_What you are asked to do_
Return the tail of the records exactly, starting from the line containing "Objective — one dot per instance of the white" and ending with the final line.

** Opening Task inputs block **

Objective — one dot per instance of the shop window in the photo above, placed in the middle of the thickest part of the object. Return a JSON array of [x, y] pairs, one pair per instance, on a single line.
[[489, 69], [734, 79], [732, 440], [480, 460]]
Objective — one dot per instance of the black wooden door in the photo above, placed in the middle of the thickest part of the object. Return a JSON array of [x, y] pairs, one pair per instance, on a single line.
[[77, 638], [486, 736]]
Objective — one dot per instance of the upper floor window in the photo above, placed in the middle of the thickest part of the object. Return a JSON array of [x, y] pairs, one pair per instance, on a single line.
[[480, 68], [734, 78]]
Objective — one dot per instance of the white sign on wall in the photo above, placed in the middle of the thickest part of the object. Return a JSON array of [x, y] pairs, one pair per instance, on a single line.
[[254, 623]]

** Closing Task inputs block **

_Your response_
Objective — one dot per instance of the white sign on wall in the photo above, placed in the middle of the thickest part of the object. Return a JSON array of [x, y] pairs, one pair per instance, on a single line.
[[254, 623]]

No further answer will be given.